> _To do_
I would like you to restate each record word for word.

+++ Records provided

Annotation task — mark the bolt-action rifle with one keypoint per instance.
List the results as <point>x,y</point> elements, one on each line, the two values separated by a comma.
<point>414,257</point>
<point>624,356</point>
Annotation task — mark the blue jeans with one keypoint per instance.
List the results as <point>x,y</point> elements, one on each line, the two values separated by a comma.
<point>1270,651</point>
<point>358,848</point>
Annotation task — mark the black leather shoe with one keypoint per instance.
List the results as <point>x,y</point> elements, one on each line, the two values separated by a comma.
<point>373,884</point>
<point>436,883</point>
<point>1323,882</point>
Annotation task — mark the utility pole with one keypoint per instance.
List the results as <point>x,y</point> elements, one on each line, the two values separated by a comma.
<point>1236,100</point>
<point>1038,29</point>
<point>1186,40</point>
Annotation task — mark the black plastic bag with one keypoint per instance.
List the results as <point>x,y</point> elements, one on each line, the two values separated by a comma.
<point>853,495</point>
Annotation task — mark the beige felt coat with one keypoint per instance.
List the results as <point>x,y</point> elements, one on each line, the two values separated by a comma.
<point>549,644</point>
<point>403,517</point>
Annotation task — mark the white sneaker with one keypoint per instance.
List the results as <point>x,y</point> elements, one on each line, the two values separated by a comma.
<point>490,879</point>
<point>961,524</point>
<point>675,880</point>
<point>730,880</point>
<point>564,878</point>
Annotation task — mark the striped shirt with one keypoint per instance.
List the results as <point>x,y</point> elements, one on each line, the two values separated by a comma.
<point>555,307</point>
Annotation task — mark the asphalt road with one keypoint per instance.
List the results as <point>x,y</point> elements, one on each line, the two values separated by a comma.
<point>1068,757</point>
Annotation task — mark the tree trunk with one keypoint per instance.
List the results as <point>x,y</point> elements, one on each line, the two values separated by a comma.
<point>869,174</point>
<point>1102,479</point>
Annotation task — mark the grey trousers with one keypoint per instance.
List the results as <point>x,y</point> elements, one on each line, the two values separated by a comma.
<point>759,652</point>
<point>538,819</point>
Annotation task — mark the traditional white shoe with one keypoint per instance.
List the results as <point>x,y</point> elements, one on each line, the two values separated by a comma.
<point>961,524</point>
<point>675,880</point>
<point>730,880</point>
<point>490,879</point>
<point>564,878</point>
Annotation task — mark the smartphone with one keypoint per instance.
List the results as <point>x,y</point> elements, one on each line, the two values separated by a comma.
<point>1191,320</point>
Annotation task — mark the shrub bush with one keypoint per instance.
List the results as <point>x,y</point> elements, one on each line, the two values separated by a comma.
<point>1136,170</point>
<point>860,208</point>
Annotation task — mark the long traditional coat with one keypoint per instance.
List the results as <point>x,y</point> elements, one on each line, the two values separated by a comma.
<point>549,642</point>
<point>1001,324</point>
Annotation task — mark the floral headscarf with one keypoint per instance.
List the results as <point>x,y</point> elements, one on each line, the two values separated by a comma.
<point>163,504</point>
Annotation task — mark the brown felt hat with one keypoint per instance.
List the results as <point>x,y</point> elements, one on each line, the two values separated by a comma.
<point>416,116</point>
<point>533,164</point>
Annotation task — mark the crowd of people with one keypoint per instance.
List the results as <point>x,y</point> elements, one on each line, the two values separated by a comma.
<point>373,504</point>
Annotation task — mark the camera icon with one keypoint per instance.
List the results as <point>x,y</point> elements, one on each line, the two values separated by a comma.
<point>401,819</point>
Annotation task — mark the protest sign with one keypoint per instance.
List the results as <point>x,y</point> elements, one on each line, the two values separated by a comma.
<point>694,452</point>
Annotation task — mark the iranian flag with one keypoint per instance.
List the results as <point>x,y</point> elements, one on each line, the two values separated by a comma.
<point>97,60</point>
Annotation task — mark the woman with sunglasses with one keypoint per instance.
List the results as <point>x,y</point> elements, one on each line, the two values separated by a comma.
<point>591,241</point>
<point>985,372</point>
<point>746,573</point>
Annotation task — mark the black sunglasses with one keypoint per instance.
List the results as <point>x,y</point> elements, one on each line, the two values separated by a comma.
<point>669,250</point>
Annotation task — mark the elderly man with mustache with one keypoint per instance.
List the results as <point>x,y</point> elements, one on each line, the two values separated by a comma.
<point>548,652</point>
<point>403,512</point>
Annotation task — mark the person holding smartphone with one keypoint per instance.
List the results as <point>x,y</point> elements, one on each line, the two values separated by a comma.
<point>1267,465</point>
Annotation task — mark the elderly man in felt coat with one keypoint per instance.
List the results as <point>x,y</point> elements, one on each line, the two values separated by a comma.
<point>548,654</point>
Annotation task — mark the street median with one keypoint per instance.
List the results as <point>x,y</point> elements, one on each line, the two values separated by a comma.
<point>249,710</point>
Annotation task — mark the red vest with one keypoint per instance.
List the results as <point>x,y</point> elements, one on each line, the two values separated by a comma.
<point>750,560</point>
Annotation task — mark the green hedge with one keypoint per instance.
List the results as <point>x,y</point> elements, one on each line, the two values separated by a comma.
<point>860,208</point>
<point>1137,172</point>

++++++

> _Response_
Annotation task — mark the bolt-action rifle with one keypoint per instance.
List the results as <point>x,y</point> elements, one on each line, the two values separated by a comma.
<point>414,257</point>
<point>624,356</point>
Annotation task — mark the blue jeans with one keypoint per instance.
List the results as <point>x,y</point> elements, one on each line, the two values separated by a comma.
<point>1270,651</point>
<point>358,848</point>
Annotation task — mark the black leather shoe with one keypoint per instance.
List the results as <point>x,y</point> elements, one on each line, the two values separated by a comma.
<point>373,884</point>
<point>436,883</point>
<point>1323,882</point>
Annotation task — mark the utility pole with one keypoint per instance.
List the results as <point>x,y</point> elements, one on each line, the two values separated by a comma.
<point>1236,100</point>
<point>1038,29</point>
<point>1186,40</point>
Annotation task — mark the black plastic bag with one keypoint per instance.
List the results as <point>x,y</point> elements, one on each line, the two values separated by a comma.
<point>853,495</point>
Annotation task — mark the beige felt coat with one keypoint per instance.
List the results as <point>x,y</point> elements, one on each line, the two values separated by a comma.
<point>549,644</point>
<point>403,517</point>
Annotation task — mark the white sneaker with one keypoint per instance.
List the results as <point>x,y</point> elements, one on each line, the two values separated by a comma.
<point>490,879</point>
<point>961,524</point>
<point>675,880</point>
<point>730,880</point>
<point>564,878</point>
Annotation task — mark the striped shirt with one keypoint per instance.
List the results as <point>x,y</point> elements, one on each line, the two values separated by a comma.
<point>555,307</point>
Annotation task — mark the asphalt road with one keypoint per instance.
List the results as <point>x,y</point> elements, one on each line, the two values separated by a comma.
<point>1068,757</point>
Annotation task — mark the tree trunk with one keypoint per instance.
List the results as <point>x,y</point> elements, one on each line, the two values separated by a comma.
<point>869,174</point>
<point>1102,479</point>
Annotation task — mark the grey trousers with one keypoint per instance.
List the results as <point>x,y</point> elements, one on each line, the two values separated by a comma.
<point>759,652</point>
<point>538,819</point>
Annotation task — mark the traditional white shoe with one keypoint per instance.
List the results as <point>x,y</point> elements, one on each line, the two values separated by a comma.
<point>961,524</point>
<point>675,880</point>
<point>730,880</point>
<point>490,879</point>
<point>564,878</point>
Annotation task — mark the smartphone with one keypoint per instance.
List the results as <point>x,y</point> elements, one on each line, the two values separated by a comma.
<point>1191,320</point>
Annotation task — mark the shrub bush with one keypoint per instance.
List the results as <point>x,y</point> elements, one on each line, the two values separated by a comma.
<point>1136,170</point>
<point>860,208</point>
Annotation task — mark the long traditional coat with one keypoint per instance.
List the results as <point>x,y</point> elements, one on each line, the two values separated by a comma.
<point>549,642</point>
<point>1001,324</point>
Annotation task — mark the floral headscarf with one keypoint per instance.
List the results as <point>x,y</point> elements, one on each line, the two values separated by a comma.
<point>163,504</point>
Annotation task — mark the brown felt hat with one keypoint per instance.
List the results as <point>x,y</point> elements, one on each line, the two values separated by a comma.
<point>416,116</point>
<point>533,164</point>
Annotation task — mark the crowd of people with one keypoint per instance.
List the results as <point>x,y</point> elements, one on each line, the two values separated by a comma.
<point>373,504</point>
Annotation task — mark the camera icon with one keypoint per instance.
List the results as <point>x,y</point> elements, one on each line, the two values separated by a comma.
<point>401,819</point>
Annotation task — mark the protest sign with one keypoint per instance.
List the results as <point>x,y</point> elements, one on each line, the two values separated by a comma.
<point>694,452</point>
Annotation task — mark the iranian flag with one keypoint per instance.
List the results as <point>x,y</point> elements, one on each line, the two values separated by a comma.
<point>97,60</point>
Annotation task — mark the woman with sunglasses with one keypoint per instance.
List the results as <point>x,y</point> elements, one on each line, the two values separated by a comma.
<point>591,241</point>
<point>985,372</point>
<point>746,573</point>
Annotation task — mark the black sunglasses with one keypoint per instance.
List the results as <point>x,y</point> elements, one on each line, the two values separated by a comma.
<point>669,250</point>
Annotation task — mark the elderly man with mustache with one keypoint per instance.
List the results as <point>x,y</point> elements, one on each line, the two values separated by a comma.
<point>548,652</point>
<point>403,512</point>
Annotation task — mark the person holding smartphone with one keypoint per instance.
List the results as <point>x,y</point> elements, one on each line, the two values separated by a comma.
<point>1267,465</point>
Annotation task — mark the elderly man in felt coat with one keypoint per instance.
List the results as <point>x,y</point> elements, one on each line, the two values separated by a comma.
<point>548,654</point>
Annotation task — mark the street median with one keypoint per instance.
List the results as <point>x,y</point> elements, one on each line, the two values separated by a comma.
<point>249,710</point>
Annotation task — mark the red vest with one keypoint per instance.
List the results as <point>x,y</point> elements, one on each line, the two values separated by a comma.
<point>750,560</point>
Annotation task — mark the green hedge with one keypoint per instance.
List the results as <point>x,y</point> elements, one on each line, the two values separated by a comma.
<point>860,208</point>
<point>1137,172</point>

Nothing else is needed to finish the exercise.